> **Tarefas escritas**:
• a. Cite do trecho da página a parte que começa em "(Tentar que nossas" e termina em "de Truman Capote.", sem mudar nada.
• b. Segundo o trecho da página, de que livro vem a citação sobre o dom e o chicote?

> **Trecho da página**:
--
ESCRITOS DO GABRIEL

(Tentar que nossas palavras sejam, através de nós ou, quiçá, apesar de nós.
Meus textos, meus rascunhos com erros... )



"Então, um dia comecei a escrever, sem saber que estava me escravizando para o resto da vida a um senhor nobre, mas impiedoso. Quando Deus nos dá um dom, também dá um chicote – e esse chicote se destina exclusivamente à nossa autoflagelação."

Introdução do livro Música para Camaleões, de Truman Capote.

sábado, 26 de setembro de 2009

Meus encontros com Borges

Em três oportunidades diferentes tive o privilégio de ver e sentir a presença do escritor argentino Jorge Luis Borges em Buenos Aires. Todas, nos primeiros anos da década dos 80.
--
(Linhas do conjunto de dados)

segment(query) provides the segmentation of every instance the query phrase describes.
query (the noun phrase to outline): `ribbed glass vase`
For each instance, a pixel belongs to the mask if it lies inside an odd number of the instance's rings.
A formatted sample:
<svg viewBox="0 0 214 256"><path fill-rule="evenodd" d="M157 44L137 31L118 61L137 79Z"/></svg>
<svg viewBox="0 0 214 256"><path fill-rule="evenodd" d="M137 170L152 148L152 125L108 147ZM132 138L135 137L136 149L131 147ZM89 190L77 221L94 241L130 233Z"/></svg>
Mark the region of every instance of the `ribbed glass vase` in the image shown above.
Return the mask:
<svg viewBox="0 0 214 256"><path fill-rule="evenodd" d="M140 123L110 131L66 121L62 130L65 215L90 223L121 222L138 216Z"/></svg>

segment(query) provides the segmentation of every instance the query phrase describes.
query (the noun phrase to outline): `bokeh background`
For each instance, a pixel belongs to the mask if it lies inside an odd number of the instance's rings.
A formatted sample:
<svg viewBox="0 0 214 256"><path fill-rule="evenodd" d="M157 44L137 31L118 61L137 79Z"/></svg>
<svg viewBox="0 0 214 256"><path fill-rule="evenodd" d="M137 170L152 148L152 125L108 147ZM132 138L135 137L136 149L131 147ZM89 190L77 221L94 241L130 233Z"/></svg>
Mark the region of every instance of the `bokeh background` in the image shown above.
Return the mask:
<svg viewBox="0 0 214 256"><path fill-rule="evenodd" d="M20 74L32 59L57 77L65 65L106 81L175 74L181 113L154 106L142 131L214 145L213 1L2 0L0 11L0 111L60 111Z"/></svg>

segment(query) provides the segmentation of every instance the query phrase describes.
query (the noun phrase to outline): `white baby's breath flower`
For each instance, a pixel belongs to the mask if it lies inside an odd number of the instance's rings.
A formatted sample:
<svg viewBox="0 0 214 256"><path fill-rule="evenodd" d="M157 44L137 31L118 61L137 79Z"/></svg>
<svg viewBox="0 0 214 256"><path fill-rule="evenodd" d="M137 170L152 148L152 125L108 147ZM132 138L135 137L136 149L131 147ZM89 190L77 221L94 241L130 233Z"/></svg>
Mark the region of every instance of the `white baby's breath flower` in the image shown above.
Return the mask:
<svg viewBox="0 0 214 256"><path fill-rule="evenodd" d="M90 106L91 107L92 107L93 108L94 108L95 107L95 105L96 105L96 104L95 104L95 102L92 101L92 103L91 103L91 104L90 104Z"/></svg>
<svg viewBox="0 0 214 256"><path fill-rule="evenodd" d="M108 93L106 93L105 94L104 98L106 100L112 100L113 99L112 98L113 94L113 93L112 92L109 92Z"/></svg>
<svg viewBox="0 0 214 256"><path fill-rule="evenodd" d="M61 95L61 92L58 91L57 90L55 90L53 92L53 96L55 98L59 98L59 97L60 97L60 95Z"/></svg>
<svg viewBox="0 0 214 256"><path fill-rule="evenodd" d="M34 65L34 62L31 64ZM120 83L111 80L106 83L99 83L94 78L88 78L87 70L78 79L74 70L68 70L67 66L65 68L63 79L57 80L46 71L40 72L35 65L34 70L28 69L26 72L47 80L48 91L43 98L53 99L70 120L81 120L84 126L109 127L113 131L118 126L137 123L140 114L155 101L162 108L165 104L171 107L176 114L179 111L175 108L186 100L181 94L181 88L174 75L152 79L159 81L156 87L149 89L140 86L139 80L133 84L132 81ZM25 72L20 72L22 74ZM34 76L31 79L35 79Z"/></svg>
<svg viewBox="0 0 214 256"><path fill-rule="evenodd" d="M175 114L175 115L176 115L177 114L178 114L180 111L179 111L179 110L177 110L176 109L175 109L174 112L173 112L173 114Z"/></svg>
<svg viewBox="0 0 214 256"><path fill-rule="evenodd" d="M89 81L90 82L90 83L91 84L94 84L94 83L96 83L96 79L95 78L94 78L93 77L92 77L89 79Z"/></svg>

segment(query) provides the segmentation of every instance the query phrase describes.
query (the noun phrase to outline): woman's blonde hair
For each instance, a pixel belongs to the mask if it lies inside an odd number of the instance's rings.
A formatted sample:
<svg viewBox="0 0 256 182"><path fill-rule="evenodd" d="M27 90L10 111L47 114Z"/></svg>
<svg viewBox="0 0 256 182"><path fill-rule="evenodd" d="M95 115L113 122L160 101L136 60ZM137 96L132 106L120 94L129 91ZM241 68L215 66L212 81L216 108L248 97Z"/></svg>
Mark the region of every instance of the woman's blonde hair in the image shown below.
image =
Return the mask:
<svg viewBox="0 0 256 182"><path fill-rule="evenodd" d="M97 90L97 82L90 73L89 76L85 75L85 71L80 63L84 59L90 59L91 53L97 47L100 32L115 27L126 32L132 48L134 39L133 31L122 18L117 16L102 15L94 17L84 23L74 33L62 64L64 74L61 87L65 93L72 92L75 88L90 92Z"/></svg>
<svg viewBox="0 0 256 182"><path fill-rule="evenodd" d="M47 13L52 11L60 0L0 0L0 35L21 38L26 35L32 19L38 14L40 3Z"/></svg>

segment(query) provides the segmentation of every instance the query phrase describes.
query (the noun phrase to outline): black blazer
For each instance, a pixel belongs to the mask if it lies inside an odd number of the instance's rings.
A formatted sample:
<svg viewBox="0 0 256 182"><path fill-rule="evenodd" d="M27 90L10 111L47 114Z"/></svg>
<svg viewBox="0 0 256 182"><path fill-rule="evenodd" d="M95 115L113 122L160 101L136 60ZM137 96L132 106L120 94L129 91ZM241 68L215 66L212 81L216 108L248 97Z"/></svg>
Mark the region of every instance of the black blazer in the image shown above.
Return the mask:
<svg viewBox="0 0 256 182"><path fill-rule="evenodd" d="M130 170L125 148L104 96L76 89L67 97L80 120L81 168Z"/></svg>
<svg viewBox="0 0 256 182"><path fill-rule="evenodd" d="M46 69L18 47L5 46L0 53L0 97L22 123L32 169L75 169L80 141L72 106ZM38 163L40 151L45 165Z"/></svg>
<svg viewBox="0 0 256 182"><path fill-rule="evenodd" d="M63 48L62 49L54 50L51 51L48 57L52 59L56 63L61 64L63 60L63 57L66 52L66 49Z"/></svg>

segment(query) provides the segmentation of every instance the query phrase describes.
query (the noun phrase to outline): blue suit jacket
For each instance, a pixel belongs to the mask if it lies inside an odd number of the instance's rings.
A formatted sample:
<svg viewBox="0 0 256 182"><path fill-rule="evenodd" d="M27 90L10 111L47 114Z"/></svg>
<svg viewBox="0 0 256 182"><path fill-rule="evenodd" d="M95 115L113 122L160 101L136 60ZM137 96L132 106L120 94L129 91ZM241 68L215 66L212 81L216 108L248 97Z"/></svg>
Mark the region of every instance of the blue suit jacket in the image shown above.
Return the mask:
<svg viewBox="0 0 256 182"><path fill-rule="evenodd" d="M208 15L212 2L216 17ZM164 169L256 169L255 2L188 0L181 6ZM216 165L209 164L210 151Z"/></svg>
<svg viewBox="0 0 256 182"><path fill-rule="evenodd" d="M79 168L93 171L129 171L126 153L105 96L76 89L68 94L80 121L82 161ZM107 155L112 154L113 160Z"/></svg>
--
> **Resultados das tarefas**:
• a.
(Tentar que nossas palavras sejam, através de nós ou, quiçá, apesar de nós.
Meus textos, meus rascunhos com erros... )



"Então, um dia comecei a escrever, sem saber que estava me escravizando para o resto da vida a um senhor nobre, mas impiedoso. Quando Deus nos dá um dom, também dá um chicote – e esse chicote se destina exclusivamente à nossa autoflagelação."

Introdução do livro Música para Camaleões, de Truman Capote.

• b. Da introdução do livro Música para Camaleões, de Truman Capote.